• Your instructions
Write out each record in full and exactly as given. Skip any pictures.

START The data

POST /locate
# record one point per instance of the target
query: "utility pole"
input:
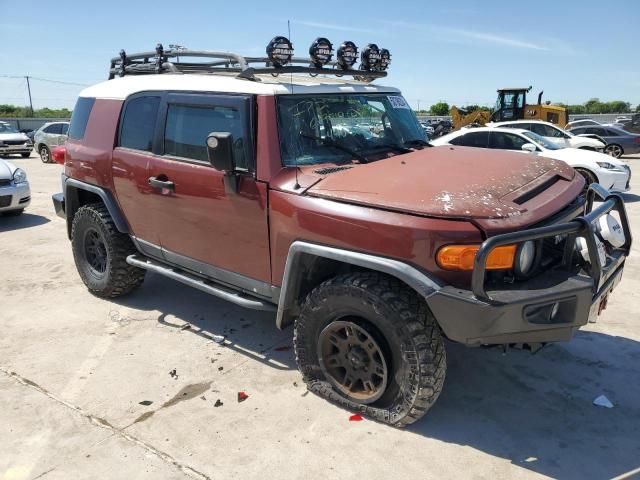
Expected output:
(30, 102)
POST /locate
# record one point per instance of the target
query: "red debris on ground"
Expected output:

END The data

• Solution to this task
POST /locate
# record one point per instance of the target
query: "utility pole"
input:
Expected output:
(30, 102)
POST /locate
# record one point per instance of the target
query: "red debris on ground"
Expected output:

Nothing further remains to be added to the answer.